* Begin *

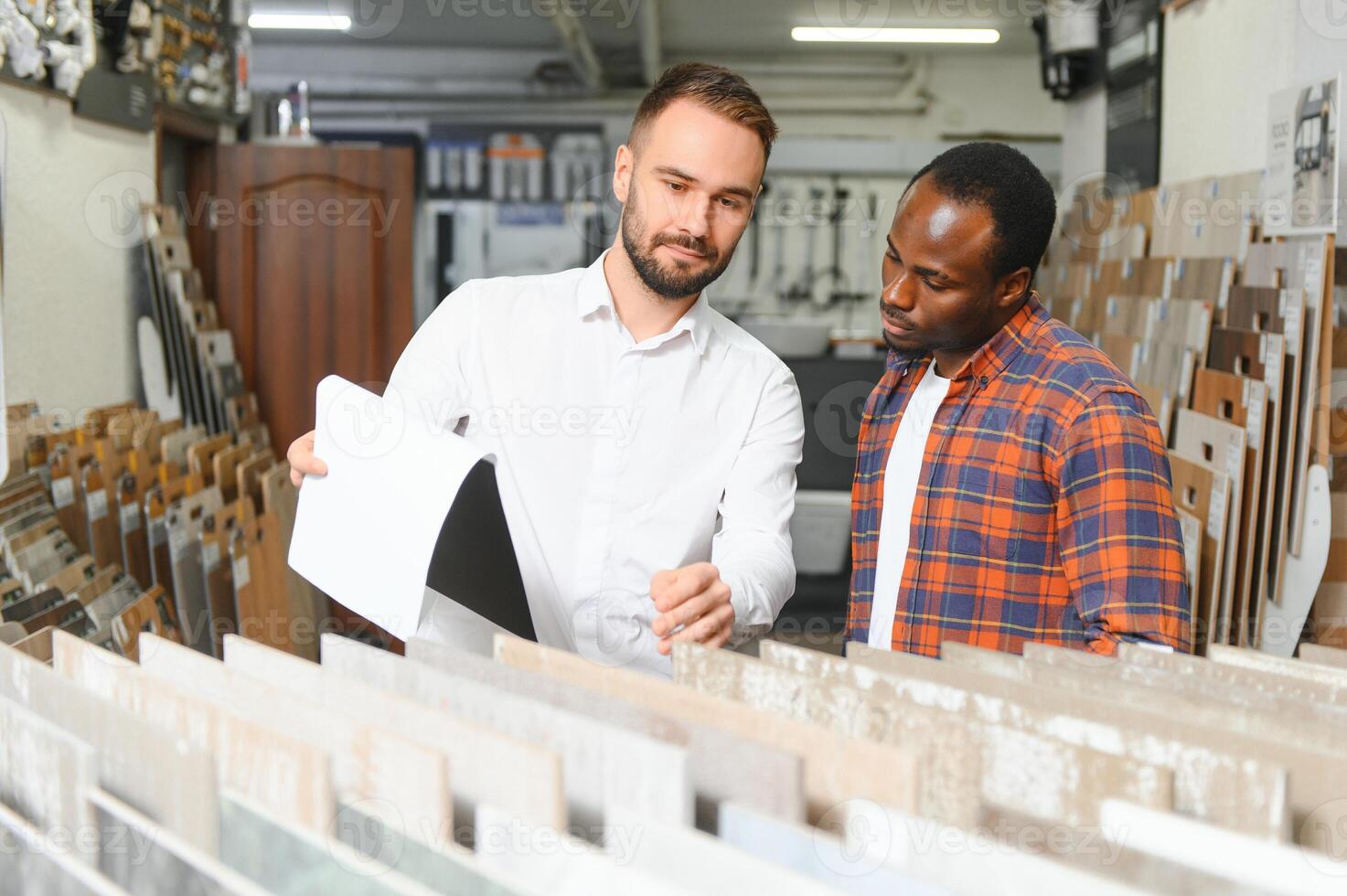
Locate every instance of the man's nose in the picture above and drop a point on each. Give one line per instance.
(900, 293)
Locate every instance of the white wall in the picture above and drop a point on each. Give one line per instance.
(68, 279)
(1222, 61)
(1085, 125)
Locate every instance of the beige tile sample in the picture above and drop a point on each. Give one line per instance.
(290, 776)
(1324, 655)
(369, 762)
(28, 858)
(167, 779)
(484, 765)
(1334, 680)
(1206, 771)
(153, 859)
(722, 767)
(1025, 771)
(45, 773)
(835, 767)
(603, 765)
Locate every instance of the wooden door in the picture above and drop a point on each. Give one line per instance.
(307, 252)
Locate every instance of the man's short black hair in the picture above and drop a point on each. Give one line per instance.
(1010, 187)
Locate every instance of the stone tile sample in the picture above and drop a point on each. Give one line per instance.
(28, 858)
(603, 767)
(484, 765)
(835, 767)
(722, 767)
(288, 776)
(288, 859)
(171, 782)
(369, 763)
(45, 773)
(151, 859)
(444, 865)
(1207, 771)
(557, 864)
(815, 853)
(1020, 770)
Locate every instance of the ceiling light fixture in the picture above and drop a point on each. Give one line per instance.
(897, 36)
(299, 20)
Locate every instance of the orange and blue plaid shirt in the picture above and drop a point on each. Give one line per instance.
(1042, 508)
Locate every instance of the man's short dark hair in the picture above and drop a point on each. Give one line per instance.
(711, 87)
(1010, 187)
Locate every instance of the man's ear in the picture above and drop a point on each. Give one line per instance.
(623, 167)
(1013, 287)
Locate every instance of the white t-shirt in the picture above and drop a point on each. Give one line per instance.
(900, 492)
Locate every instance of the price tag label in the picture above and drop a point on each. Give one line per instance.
(97, 504)
(1216, 509)
(209, 555)
(241, 577)
(62, 492)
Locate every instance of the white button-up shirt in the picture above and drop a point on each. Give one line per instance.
(617, 458)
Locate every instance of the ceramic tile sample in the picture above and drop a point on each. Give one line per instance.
(1323, 655)
(1201, 699)
(368, 762)
(1269, 868)
(290, 776)
(567, 865)
(444, 867)
(966, 862)
(722, 767)
(603, 767)
(171, 782)
(28, 858)
(45, 773)
(1024, 771)
(835, 767)
(290, 859)
(815, 853)
(1206, 768)
(484, 765)
(1332, 679)
(703, 864)
(1316, 691)
(151, 859)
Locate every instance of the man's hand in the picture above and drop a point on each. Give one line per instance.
(695, 599)
(302, 460)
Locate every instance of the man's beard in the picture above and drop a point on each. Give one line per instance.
(664, 283)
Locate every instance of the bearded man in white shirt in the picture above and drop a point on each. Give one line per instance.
(646, 445)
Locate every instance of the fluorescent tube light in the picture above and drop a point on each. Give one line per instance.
(299, 20)
(897, 36)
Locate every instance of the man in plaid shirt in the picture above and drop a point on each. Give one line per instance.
(1010, 485)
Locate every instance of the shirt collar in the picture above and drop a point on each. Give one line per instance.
(997, 352)
(593, 295)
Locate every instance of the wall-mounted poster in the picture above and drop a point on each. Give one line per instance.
(1304, 159)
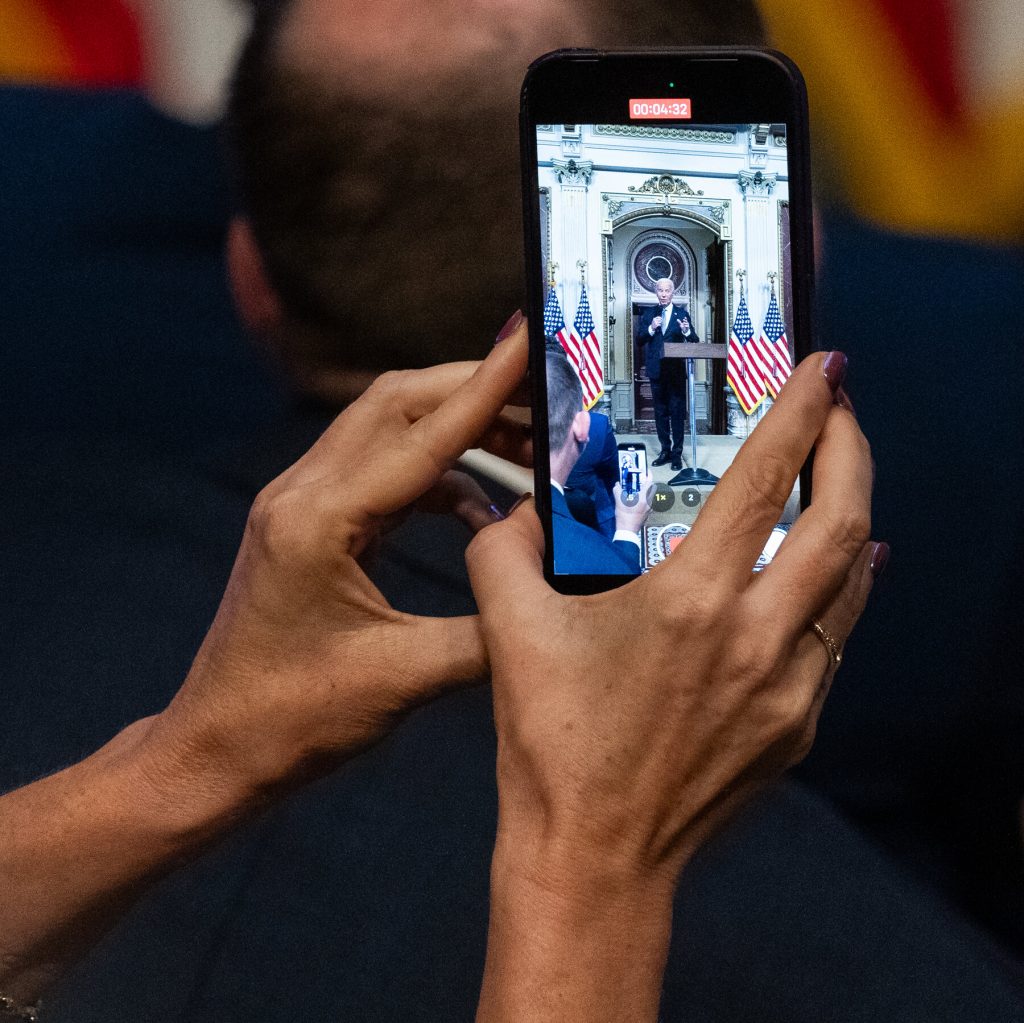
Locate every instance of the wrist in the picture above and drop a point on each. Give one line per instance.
(573, 935)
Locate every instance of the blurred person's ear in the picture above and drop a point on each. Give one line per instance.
(255, 298)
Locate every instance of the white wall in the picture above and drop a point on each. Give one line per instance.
(189, 48)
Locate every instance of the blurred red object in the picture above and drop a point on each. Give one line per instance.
(68, 42)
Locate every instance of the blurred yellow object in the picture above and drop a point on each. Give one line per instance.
(907, 154)
(32, 48)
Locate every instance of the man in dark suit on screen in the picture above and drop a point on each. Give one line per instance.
(578, 548)
(668, 376)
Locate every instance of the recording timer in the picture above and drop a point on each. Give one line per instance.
(655, 110)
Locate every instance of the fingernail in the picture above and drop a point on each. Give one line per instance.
(513, 322)
(880, 558)
(843, 400)
(835, 370)
(524, 498)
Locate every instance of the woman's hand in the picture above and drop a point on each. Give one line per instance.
(306, 663)
(631, 724)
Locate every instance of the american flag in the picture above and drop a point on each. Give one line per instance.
(554, 322)
(745, 372)
(773, 338)
(580, 344)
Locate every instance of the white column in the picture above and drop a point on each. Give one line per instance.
(761, 239)
(573, 179)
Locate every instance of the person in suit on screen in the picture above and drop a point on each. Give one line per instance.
(578, 548)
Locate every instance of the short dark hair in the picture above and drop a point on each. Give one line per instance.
(564, 398)
(341, 189)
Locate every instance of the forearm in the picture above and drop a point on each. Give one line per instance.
(571, 940)
(79, 847)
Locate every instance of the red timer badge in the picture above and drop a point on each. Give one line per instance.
(673, 109)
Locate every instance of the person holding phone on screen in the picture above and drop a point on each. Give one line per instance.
(580, 548)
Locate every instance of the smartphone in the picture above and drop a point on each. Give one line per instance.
(632, 468)
(670, 281)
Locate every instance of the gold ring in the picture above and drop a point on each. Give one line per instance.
(828, 642)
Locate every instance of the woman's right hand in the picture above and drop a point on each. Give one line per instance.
(631, 724)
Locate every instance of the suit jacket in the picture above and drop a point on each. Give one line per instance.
(583, 551)
(655, 344)
(589, 488)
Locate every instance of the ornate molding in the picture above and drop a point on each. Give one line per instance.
(717, 213)
(613, 206)
(757, 183)
(685, 134)
(665, 184)
(572, 171)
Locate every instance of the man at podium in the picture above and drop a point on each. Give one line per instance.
(668, 376)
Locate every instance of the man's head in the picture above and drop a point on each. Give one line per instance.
(568, 422)
(377, 142)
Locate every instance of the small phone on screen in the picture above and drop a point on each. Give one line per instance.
(670, 278)
(632, 468)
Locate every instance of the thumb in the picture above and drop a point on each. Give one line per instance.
(506, 561)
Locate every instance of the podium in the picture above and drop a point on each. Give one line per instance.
(692, 475)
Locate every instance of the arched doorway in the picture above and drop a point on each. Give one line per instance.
(654, 243)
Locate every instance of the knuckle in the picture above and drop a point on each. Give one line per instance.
(273, 524)
(697, 612)
(849, 529)
(769, 479)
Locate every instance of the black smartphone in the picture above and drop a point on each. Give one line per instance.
(670, 280)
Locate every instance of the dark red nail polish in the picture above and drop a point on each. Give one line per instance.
(513, 322)
(880, 558)
(525, 497)
(835, 370)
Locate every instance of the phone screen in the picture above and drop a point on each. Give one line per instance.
(664, 260)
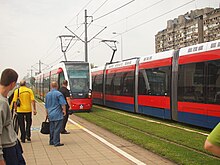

* End *

**DIRECTION:** Reproduce every item above with each occurrence of "drop a point" changed to "place a marker" and all other wording kept as it is. Leave the pictures out.

**WRITTEN ANSWER:**
Locate every instance of the man's nose in the picture above and place a marker on each. Give one line per instance.
(900, 293)
Locate every instance of the white wall in the picture above and place a marker on each. Give one line per instance.
(68, 279)
(1222, 61)
(1085, 125)
Locate every instance of the beige tile sample in the picture above and place a marker on each. Give one line per instance.
(290, 776)
(1324, 655)
(369, 762)
(28, 858)
(167, 779)
(484, 765)
(1334, 680)
(1206, 771)
(153, 859)
(722, 767)
(1025, 771)
(45, 773)
(835, 767)
(603, 765)
Locate every instance of the wooden door in the picture above and place a marker on each. Give one line per instance.
(307, 252)
Locate every instance of the man's short black hair in the picture above and place a marker on each. Give one line per instance.
(1010, 187)
Locate every instance of the stone tile sample in the picture above and place a marker on each. Give one line per instance.
(28, 858)
(603, 767)
(484, 765)
(835, 767)
(722, 767)
(288, 776)
(288, 859)
(171, 782)
(369, 763)
(45, 773)
(151, 859)
(444, 865)
(1207, 771)
(557, 864)
(815, 853)
(1020, 770)
Locate every instance of the ceiling light fixture in the picture above and place a marker on each. Give one line per instance.
(897, 36)
(299, 20)
Locate every instance of the orange and blue plaid shirt in the picture above and place a marker on each. Give one line per instance.
(1042, 508)
Locate every instance of the man's short dark hair in the picture above and place a marker on each. Give one line per instance.
(711, 87)
(1010, 187)
Locate every instance of the man's ear in the picture above and place a marker on each. Give one line per instance.
(623, 167)
(1013, 287)
Locate every instance of the white t-shirt in the picture above and place a marker on each. Give one line per instance.
(900, 492)
Locate every instance of the price tag label in the picture above and place a marker on each. Give one line per instance.
(97, 504)
(1216, 509)
(209, 555)
(241, 577)
(62, 492)
Locate every instance of the white button-up shirt in the picture above and place a marker on each. Give one line per instance.
(617, 458)
Locate every instance of the ceramic tile sample in the picture above and place a marker on each. Give one line per instance.
(1323, 655)
(1201, 699)
(368, 762)
(1269, 868)
(290, 776)
(567, 865)
(444, 867)
(966, 862)
(722, 767)
(603, 767)
(171, 782)
(28, 858)
(45, 773)
(1024, 771)
(835, 767)
(290, 859)
(815, 853)
(1206, 768)
(484, 765)
(1332, 679)
(703, 864)
(1316, 691)
(151, 859)
Locate every instance of the man's hand in the picture above and place a marker on each. Give one line per instance.
(695, 599)
(302, 460)
Locate every instance of the man's beard in the picture above and place a marker on each. Give one line per instance.
(664, 283)
Locate every instance of the bearded man in white shirt in the picture above and place a marker on each. Give one line per instance.
(646, 445)
Locate every instance of the fluorescent tube light in the picture above and place a marker on each. Give one line per instance.
(299, 20)
(897, 36)
Locate every instance of the man in plaid shirt in the picture above and place a marker on each. Give one line per instance.
(1010, 485)
Locate every instance of the shirt collar in the picture above and place a marker on each. Give one line per instance.
(997, 352)
(593, 295)
Locate every instance of the wall-mounted poster in the picture above and place a marker on each. Give one line per instance.
(1304, 159)
Locate every instance of the wrist in the picture above and place a marker on each. Give one line per instance.
(573, 935)
Locate every instance of the blurred person's ear in the picture above and place a marker on each. Give one line per instance.
(255, 298)
Locate every instance of the white wall in the picture above and place a marker on each. Give one line per instance.
(189, 48)
Locate every instance of the blurred red object in the picture above and place a marker on each. Give one line per instance.
(68, 42)
Locate every instance of the blurred yellow object in the picture above and place a marker on each. Give one line per instance.
(907, 154)
(32, 48)
Locate every instance of the man in dark suit on screen in the picture above and place a marker on each. Give one line per instance.
(578, 548)
(668, 376)
Locate every instance of the recording timer in the picture above and place a marker on each. Give one line per instance.
(655, 110)
Locate every instance of the fingernail in the picture above and place a marker on each. Give one line per instance.
(513, 322)
(880, 558)
(843, 400)
(835, 370)
(524, 498)
Locate every instance of the woman's hand in the picture above and place a marker on each. Give one line per instance.
(306, 663)
(631, 724)
Locate every instance of the american flag in the picture above and place a marker on each. Give one line per instance.
(554, 322)
(745, 372)
(773, 338)
(580, 344)
Locate every instance of the white column in the picture above and place a marker on each. Give one line per instance.
(761, 239)
(573, 179)
Locate every instance of the person in suit on screen in the picture above and place a marker on each. Give one line per instance.
(578, 548)
Locate every instance of the short dark hair in the picture above and place a marker on each. Give one line per instance.
(564, 398)
(341, 189)
Locate every instance of the forearm in the picture above and place a marker on each. Give one line per instance.
(571, 940)
(79, 847)
Locate every instance of the red timer badge in the picture above and place a marker on each. Give one line per instance.
(673, 109)
Locate every instance of the person holding phone on screen in the picture above and place a marker on each. Give one line per instance.
(580, 548)
Locate every instance of the smartphone in the picture above and place a marker on each. Give one line per instance.
(632, 468)
(670, 281)
Locate every instance of the gold ring in the picture above and place a marker on each. Give one line per instance.
(828, 642)
Locate every instance of the woman's right hand in the picture above and place a marker on each. Give one line per instance.
(631, 724)
Locate every instance of the suit jacket in the picture above and place a marker on each. Give one line per instance.
(583, 551)
(655, 344)
(589, 488)
Locate every instance of the ornate molding in the picture above and place a marker on each. Give one line per instance.
(717, 213)
(613, 206)
(757, 183)
(685, 134)
(665, 184)
(572, 171)
Locate every instance of the man at podium in the picture above and place a marker on each. Give one line per instance.
(668, 376)
Locate every instance of the man's head in the picture above and place a marker on each. Give one line per instance.
(568, 422)
(377, 142)
Locate every instance of the small phone on screen in the picture above and place a marker on each. Give one line per instance.
(670, 278)
(632, 468)
Locate every instance of the thumb in the picture above and place a marker on each. Give one line per instance.
(506, 561)
Locate every instance of the podium in the picture above and place a marker on each. Give one line per instance.
(692, 475)
Locate every instance of the arched doorway in the picture above and place a marker on each. Give one line per instance.
(654, 243)
Locate every instance of the knuckle in the picture above and place a marker on each. Give one line per instance.
(273, 524)
(697, 612)
(849, 529)
(769, 479)
Locate every instance of the black smartphone in the picture above and place a marker on each. Give one line per instance.
(670, 280)
Locate every instance of the dark red nail polish in the picture above and place a marker on each. Give one line per instance.
(513, 322)
(880, 558)
(525, 497)
(835, 370)
Locate every instance of the phone screen in the picture above and place a marker on each. Give one line per instance.
(664, 260)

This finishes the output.